start EXTRACTED TEXT
Wood Mackenzie Vice President Skip York said it’s unlikely fossil producers will cancel contracts outright, since it would cost them less to ship their product via DAPL than by rail. But they may take the opportunity to renegotiate contracts signed when oil was selling for US$95 per barrel, compared to today’s range of $45 to $50.
The delay may also be longer than the AP report suggests, according to ClearView Energy Partners analyst Kevin Book. “The Army Corps didn’t block the pipeline per se, but rather said further study on alternative routes is required,” Bloomberg notes. “This could entail nothing more than a delay of just over a month. Alternatively, if it lets pipeline opponents get a further injunction against the current proposed route, then a longer delay or even a costly rerouting cannot be ruled out entirely.”
All of which might be a problem for a development partnership that is already showing signs of severe financial stress.
“There is of course a penalty to having any growth project potentially delayed, as eventual profits get pushed farther out in time,” Bloomberg analyst Liam Denning writes. “But the more pertinent issue here is cash.”
The financial wheeling and dealing behind Dakota Access included a merger between two business consortia, Energy Transfer Partners and Sunoco Logistics. By the time the Army Corps announced its decision last week, that partnership had lost $3.7 billion, or about 12% of its value. After the announcement, ETP stock fell 7%, though it later recovered more than half of the loss.
Relief was supposed to take the form of a $2-billion cash infusion by the end of the year, after ETP and Sunoco sold off about half of their stake in the project to two other ventures, Marathon Petroleum Corporation and Enbridge Energy Partners. Now, “it isn’t clear if that payment has been made already—in which case the acquirers might ask for it back until things are clearer—or will simply be delayed,” Denning writes. But with cash flow tight, “neither situation would be helpful.”
end EXTRACTED TEXT
start ENTRIES SHOWN
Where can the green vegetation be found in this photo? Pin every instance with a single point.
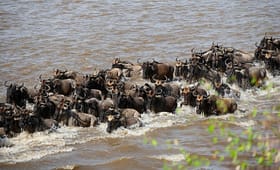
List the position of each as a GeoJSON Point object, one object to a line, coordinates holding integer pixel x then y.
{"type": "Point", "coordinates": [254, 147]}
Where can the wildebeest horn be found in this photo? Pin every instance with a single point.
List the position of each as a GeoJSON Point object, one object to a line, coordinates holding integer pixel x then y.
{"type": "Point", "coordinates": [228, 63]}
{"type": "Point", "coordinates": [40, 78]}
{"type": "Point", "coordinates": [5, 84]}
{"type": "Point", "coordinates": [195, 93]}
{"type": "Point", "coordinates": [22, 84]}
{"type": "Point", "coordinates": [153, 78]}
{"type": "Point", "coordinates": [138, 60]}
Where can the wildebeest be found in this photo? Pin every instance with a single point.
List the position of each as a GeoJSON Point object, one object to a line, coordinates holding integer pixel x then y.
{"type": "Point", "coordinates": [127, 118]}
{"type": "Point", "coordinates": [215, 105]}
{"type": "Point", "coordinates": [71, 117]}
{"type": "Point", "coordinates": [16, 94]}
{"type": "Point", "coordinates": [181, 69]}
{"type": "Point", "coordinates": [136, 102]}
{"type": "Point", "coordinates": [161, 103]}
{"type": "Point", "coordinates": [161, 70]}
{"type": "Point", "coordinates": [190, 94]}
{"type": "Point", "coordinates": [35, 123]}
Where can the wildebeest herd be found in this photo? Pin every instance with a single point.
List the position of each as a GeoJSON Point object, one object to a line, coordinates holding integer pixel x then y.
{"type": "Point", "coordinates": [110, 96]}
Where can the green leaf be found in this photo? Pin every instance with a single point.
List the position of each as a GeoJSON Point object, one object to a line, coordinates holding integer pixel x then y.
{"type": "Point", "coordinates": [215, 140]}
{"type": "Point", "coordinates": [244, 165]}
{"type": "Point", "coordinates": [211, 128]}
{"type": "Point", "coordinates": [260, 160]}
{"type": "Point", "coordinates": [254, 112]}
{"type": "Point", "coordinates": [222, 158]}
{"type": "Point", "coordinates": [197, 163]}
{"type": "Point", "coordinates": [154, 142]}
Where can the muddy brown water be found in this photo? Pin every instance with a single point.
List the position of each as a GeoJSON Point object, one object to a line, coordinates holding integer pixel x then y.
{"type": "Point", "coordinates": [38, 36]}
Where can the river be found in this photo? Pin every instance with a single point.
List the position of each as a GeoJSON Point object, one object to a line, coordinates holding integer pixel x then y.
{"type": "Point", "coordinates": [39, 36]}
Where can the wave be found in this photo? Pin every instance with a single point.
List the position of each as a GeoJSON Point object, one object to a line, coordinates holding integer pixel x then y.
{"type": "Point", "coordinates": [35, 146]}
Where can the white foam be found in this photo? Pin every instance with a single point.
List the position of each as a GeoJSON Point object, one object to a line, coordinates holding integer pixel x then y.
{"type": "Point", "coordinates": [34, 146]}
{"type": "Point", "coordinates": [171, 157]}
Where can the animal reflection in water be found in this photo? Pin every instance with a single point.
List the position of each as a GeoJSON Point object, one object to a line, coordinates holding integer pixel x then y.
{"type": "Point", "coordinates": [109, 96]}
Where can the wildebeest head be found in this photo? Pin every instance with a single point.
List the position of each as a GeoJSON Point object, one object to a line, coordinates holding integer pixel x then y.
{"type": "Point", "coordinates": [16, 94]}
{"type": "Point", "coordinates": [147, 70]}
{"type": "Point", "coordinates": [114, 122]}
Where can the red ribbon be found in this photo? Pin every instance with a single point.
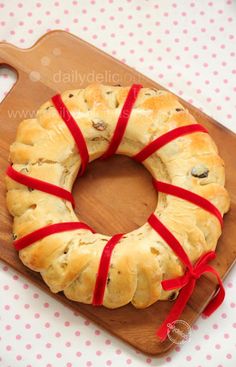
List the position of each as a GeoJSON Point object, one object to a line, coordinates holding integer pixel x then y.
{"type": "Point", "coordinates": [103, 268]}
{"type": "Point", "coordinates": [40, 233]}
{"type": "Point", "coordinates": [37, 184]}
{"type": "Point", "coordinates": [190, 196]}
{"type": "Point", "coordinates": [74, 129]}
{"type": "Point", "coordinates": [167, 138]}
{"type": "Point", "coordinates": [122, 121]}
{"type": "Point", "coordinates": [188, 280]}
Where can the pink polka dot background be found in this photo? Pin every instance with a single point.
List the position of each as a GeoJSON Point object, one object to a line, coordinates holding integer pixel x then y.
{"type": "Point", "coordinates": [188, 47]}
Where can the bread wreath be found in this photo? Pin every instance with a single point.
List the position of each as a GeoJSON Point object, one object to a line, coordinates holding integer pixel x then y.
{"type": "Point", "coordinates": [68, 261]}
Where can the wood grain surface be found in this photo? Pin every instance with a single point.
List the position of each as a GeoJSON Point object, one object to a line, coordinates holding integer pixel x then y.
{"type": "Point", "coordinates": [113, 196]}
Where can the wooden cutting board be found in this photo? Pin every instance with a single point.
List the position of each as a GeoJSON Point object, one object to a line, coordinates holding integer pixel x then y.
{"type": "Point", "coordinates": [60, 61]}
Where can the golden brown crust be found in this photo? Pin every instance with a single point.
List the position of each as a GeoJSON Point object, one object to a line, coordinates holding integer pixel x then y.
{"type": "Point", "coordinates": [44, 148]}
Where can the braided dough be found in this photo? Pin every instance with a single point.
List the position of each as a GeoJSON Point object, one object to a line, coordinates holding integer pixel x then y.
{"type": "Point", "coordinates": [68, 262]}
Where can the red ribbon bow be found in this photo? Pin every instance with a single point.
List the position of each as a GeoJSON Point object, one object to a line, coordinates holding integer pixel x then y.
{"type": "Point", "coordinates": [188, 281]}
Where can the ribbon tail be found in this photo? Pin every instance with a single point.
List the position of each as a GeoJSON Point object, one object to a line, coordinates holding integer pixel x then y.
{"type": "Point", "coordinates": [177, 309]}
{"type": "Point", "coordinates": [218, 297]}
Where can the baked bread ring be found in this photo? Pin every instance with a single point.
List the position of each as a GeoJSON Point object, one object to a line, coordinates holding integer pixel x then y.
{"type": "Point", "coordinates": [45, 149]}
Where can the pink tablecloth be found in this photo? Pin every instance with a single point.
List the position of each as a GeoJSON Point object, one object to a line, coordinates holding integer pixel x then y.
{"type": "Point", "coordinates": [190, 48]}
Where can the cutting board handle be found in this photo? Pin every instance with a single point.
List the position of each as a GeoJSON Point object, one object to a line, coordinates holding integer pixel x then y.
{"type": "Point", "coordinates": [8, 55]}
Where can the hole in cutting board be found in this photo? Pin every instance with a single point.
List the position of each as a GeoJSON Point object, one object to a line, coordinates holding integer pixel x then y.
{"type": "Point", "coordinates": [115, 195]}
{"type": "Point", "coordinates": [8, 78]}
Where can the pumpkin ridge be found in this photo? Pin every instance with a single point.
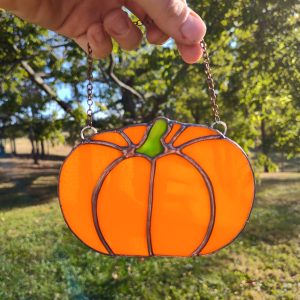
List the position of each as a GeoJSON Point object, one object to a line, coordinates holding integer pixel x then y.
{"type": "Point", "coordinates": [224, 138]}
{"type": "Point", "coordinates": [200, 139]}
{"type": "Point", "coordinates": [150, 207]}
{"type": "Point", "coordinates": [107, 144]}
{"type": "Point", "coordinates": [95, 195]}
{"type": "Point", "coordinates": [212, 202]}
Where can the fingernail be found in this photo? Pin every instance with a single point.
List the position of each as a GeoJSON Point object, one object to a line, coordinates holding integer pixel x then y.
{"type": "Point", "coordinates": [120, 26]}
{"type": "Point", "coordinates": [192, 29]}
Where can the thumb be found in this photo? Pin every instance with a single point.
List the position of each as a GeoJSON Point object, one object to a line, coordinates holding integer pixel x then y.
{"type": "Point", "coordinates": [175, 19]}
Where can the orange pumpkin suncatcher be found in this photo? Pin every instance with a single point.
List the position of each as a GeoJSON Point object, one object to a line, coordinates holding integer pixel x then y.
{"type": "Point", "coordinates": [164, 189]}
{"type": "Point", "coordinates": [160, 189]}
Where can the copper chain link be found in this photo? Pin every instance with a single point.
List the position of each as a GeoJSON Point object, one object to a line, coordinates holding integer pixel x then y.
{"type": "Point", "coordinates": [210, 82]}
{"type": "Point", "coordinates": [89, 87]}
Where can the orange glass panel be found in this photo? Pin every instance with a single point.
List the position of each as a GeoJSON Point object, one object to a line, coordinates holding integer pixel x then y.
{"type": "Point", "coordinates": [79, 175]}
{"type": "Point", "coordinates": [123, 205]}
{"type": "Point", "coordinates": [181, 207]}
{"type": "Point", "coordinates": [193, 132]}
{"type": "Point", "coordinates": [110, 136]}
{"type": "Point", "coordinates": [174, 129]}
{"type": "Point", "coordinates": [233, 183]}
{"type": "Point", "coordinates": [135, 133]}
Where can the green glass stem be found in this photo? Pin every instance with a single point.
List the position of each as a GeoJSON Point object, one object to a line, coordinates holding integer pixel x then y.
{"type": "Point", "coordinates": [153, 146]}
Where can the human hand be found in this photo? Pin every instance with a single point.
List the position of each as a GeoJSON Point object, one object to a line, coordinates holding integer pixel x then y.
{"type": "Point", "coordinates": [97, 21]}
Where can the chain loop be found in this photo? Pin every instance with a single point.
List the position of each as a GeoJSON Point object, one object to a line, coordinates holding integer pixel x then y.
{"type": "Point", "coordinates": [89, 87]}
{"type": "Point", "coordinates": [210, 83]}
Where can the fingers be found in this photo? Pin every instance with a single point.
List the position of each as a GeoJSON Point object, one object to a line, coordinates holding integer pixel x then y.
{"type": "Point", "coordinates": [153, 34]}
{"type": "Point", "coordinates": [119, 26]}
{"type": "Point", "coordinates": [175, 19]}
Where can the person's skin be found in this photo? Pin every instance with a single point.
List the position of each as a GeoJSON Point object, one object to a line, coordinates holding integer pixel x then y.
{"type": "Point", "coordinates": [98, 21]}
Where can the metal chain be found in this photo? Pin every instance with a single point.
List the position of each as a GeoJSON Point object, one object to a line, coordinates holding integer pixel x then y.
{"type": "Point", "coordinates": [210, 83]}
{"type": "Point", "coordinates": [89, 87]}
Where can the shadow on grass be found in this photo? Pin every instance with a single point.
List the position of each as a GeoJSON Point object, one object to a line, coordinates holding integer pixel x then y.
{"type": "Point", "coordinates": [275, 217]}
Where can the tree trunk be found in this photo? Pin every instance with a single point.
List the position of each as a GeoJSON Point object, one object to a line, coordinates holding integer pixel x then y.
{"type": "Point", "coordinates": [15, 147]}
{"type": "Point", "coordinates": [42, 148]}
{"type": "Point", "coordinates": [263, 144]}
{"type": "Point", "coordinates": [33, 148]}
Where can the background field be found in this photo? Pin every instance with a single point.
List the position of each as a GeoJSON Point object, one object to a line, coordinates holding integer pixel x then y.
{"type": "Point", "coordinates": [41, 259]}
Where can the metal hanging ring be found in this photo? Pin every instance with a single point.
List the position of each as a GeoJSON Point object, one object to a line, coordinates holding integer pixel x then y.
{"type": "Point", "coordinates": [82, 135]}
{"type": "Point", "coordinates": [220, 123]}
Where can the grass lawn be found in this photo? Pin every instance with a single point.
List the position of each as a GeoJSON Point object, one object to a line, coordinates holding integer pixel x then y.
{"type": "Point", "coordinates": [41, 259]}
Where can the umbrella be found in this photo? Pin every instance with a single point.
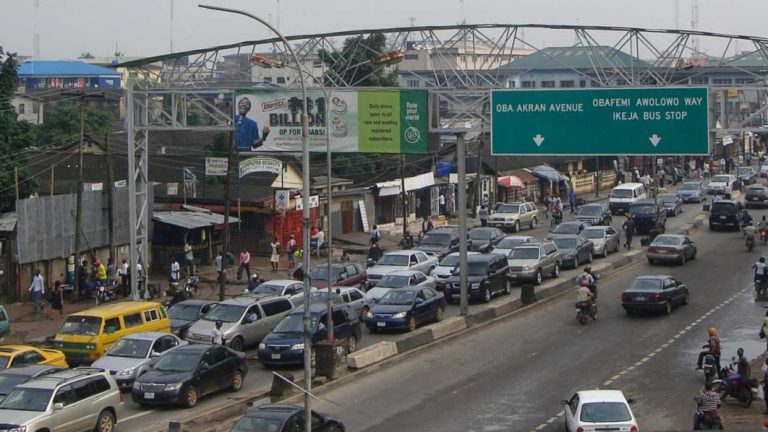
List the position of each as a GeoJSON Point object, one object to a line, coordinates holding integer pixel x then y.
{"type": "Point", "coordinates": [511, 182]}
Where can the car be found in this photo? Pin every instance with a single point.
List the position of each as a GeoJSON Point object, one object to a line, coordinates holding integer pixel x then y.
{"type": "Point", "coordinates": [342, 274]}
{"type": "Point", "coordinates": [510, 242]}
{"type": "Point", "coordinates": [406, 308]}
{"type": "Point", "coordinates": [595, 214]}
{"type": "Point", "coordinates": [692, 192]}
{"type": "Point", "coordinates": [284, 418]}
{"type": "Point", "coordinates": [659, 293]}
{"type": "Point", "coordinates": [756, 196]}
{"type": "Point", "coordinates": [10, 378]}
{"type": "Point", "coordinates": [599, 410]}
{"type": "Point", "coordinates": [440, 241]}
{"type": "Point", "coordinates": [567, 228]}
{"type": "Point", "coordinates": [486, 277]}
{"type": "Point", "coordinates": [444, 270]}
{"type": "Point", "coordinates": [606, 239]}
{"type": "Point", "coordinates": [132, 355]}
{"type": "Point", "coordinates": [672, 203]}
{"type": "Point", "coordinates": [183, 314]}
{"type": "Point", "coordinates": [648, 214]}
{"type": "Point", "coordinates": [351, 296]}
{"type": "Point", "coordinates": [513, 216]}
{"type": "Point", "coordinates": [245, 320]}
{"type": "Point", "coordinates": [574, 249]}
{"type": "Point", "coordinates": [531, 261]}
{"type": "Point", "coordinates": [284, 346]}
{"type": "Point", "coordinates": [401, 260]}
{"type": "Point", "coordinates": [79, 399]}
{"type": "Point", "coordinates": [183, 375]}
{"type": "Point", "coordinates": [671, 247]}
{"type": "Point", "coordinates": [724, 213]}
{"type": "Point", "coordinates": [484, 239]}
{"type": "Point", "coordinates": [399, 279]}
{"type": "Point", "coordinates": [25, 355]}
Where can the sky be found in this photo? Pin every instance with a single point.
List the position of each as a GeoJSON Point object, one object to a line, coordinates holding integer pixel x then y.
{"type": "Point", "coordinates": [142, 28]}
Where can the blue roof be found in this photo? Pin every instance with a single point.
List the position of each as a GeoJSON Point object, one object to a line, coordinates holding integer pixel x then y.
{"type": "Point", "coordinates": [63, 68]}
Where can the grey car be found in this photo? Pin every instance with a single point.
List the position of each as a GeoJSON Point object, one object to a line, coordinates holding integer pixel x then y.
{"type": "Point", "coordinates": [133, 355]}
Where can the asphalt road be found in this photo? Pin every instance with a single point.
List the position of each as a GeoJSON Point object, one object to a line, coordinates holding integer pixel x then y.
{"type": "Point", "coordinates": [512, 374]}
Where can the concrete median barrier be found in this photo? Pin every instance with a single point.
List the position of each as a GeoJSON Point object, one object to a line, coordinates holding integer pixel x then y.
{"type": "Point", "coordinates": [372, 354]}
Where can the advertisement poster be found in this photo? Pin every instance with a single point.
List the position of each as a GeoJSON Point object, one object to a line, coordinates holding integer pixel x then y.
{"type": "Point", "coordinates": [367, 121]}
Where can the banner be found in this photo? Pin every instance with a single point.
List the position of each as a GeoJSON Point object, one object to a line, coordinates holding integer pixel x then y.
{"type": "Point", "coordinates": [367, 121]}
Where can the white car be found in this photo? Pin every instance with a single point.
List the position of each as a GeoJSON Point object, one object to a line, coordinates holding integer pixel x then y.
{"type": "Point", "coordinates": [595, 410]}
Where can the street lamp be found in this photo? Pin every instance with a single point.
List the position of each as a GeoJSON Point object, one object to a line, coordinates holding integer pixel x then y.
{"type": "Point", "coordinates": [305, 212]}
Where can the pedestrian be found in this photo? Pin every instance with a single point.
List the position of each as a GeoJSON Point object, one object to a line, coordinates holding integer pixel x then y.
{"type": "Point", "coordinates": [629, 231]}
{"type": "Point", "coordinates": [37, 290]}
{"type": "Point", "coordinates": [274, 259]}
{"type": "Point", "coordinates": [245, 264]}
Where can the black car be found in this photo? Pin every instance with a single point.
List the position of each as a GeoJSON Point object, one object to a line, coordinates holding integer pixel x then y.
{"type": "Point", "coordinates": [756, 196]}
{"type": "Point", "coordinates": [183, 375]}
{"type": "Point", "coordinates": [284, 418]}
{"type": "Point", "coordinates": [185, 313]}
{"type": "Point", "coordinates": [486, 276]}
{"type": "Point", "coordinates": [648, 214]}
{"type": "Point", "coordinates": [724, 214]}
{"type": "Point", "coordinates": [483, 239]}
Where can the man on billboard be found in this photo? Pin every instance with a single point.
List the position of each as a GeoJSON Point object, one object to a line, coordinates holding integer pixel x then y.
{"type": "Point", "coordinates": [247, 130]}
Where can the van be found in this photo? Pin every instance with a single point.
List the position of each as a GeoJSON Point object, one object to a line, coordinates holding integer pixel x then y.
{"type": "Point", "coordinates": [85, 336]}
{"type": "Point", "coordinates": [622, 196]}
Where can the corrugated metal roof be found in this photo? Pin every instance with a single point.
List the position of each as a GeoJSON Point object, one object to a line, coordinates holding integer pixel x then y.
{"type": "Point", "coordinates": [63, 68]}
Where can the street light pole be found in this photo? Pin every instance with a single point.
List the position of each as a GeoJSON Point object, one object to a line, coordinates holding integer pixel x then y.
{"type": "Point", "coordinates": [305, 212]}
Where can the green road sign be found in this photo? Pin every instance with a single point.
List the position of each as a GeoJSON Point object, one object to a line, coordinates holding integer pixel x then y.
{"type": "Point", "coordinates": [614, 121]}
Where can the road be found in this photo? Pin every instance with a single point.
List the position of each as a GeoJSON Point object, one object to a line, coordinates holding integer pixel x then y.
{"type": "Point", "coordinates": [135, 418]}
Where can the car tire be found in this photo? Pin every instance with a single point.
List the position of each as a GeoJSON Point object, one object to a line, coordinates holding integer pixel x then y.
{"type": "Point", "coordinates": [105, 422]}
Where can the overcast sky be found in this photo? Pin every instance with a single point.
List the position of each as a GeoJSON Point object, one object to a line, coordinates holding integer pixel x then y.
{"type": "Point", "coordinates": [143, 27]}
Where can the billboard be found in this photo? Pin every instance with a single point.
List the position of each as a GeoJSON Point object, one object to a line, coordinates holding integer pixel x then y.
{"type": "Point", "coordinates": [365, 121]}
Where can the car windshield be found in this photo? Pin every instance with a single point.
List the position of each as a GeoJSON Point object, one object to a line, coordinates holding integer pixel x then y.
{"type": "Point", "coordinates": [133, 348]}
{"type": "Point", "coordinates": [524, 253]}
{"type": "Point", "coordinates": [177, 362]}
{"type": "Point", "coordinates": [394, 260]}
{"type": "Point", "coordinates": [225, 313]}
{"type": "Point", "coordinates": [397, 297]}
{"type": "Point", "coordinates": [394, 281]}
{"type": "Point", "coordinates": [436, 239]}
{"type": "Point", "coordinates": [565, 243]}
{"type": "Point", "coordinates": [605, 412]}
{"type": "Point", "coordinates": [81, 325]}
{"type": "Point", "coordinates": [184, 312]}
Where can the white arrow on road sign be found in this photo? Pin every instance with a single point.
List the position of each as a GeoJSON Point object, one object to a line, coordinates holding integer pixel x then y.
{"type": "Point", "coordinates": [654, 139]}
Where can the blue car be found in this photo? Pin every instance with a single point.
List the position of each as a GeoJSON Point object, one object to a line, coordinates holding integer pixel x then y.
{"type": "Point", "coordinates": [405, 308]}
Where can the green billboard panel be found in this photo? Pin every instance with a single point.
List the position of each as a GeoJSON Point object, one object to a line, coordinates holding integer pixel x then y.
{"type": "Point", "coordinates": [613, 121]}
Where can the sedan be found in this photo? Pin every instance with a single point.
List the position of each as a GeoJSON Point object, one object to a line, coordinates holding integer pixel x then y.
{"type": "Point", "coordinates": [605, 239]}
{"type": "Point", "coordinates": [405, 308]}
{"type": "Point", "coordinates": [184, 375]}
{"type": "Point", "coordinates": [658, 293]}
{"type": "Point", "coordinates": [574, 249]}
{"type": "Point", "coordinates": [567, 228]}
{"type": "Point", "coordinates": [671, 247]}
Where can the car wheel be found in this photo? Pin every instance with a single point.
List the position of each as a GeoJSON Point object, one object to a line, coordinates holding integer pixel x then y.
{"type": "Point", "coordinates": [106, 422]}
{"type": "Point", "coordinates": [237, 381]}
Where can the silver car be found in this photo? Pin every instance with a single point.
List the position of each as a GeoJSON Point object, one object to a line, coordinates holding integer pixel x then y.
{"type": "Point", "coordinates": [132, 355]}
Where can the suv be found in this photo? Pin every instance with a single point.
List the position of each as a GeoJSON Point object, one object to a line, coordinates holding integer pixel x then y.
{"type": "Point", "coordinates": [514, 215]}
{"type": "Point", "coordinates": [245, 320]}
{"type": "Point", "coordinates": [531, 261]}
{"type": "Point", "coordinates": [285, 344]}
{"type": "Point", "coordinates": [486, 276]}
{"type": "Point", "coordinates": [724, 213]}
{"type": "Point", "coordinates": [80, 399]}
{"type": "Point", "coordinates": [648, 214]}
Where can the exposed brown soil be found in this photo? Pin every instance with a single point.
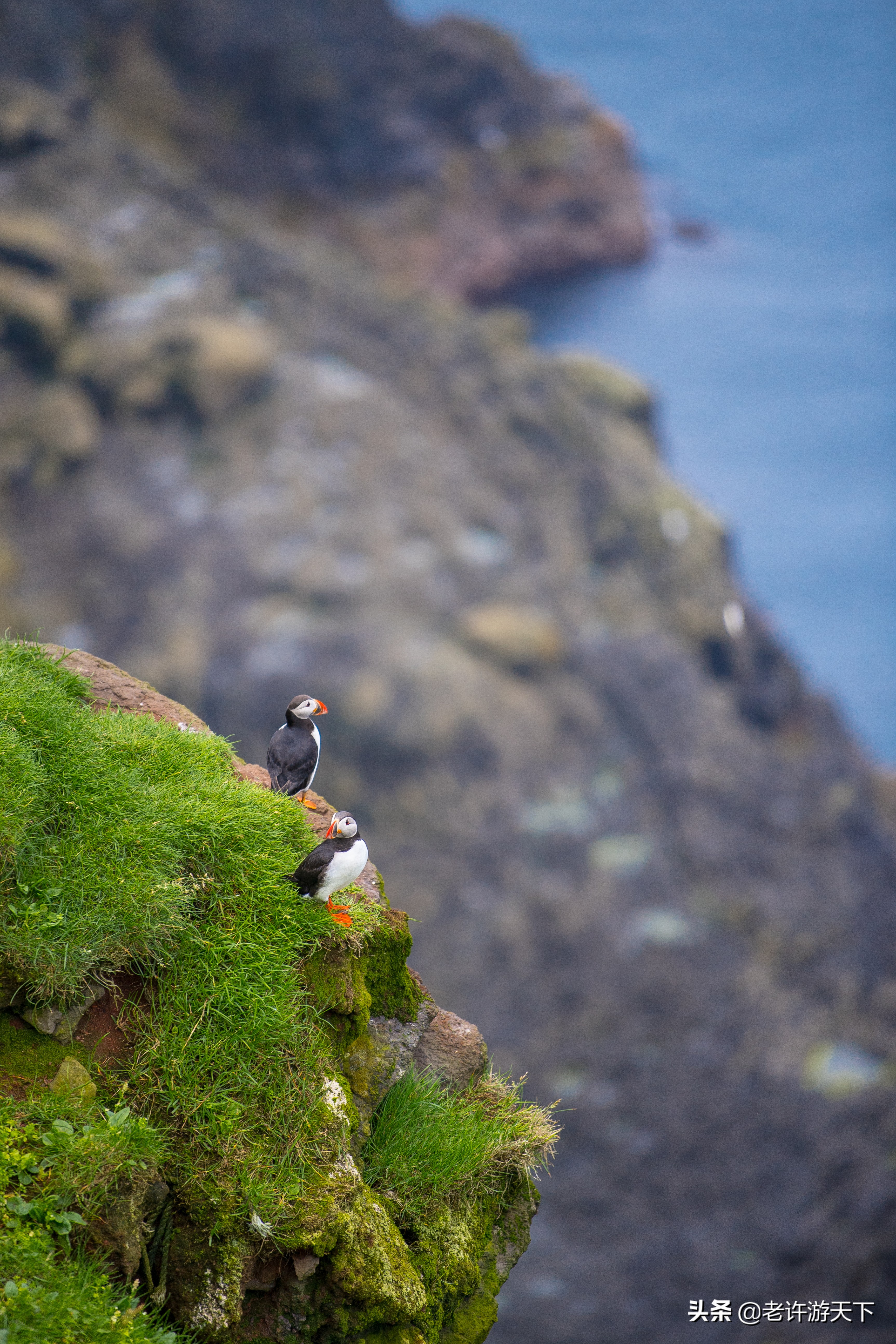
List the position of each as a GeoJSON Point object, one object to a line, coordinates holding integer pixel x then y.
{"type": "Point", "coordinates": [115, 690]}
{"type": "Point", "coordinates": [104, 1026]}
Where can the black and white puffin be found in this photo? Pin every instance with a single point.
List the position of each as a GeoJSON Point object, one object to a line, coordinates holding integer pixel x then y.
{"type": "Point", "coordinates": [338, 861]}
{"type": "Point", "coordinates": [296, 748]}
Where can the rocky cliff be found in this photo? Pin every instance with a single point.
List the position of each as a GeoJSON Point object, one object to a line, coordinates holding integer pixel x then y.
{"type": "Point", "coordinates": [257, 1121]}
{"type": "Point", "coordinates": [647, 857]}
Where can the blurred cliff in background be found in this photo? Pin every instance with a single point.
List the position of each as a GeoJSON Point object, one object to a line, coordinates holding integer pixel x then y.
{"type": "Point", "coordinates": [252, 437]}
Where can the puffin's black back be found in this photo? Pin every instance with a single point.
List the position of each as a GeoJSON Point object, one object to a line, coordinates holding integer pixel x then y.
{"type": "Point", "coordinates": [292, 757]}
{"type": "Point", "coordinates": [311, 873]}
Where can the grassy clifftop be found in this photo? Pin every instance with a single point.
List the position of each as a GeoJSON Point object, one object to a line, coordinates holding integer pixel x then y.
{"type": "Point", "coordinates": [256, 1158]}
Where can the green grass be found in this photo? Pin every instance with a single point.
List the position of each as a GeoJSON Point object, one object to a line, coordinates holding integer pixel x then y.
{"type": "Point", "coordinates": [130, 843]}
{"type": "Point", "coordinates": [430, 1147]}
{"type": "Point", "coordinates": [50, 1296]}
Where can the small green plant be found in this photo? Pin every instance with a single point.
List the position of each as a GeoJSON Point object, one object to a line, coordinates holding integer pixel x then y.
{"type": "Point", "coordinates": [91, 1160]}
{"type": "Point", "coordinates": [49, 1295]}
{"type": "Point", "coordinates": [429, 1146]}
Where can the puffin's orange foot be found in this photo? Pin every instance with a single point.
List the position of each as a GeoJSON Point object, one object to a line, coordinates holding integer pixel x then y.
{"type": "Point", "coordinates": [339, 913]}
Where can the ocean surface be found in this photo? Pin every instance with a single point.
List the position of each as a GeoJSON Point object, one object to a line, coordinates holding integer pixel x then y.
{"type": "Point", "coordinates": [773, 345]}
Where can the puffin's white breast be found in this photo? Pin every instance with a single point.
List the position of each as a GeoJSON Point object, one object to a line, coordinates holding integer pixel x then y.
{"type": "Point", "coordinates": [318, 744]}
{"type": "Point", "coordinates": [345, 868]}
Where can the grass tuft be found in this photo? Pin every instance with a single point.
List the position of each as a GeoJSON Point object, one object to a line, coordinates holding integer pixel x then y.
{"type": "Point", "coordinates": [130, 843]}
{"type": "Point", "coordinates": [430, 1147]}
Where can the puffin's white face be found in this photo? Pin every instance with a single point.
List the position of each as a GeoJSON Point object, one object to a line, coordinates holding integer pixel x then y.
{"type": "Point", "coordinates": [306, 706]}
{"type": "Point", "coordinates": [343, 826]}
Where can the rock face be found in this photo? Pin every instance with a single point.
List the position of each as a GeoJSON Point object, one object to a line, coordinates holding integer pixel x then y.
end ENTRIES SHOWN
> _WRITTEN TASK 1_:
Do the following statements agree with the Dakota Access text? Answer yes or no for each and quote the words from the text that decide it.
(a) After the announcement, ETP stock fell 7% and later recovered more than half of that loss.
(b) Skip York expects fossil producers to cancel their contracts outright.
(c) The Army Corps blocked the pipeline outright.
> _WRITTEN TASK 2_: From the Dakota Access text, output everything from "The financial wheeling" down to "of the loss.", copied word for word.

> _FINAL ANSWER 1_:
(a) Yes: "After the announcement, ETP stock fell 7%, though it later recovered more than half of the loss."
(b) No: "it’s unlikely fossil producers will cancel contracts outright"
(c) No: "The Army Corps didn’t block the pipeline per se, but rather said further study on alternative routes is required"

> _FINAL ANSWER 2_:
The financial wheeling and dealing behind Dakota Access included a merger between two business consortia, Energy Transfer Partners and Sunoco Logistics. By the time the Army Corps announced its decision last week, that partnership had lost $3.7 billion, or about 12% of its value. After the announcement, ETP stock fell 7%, though it later recovered more than half of the loss.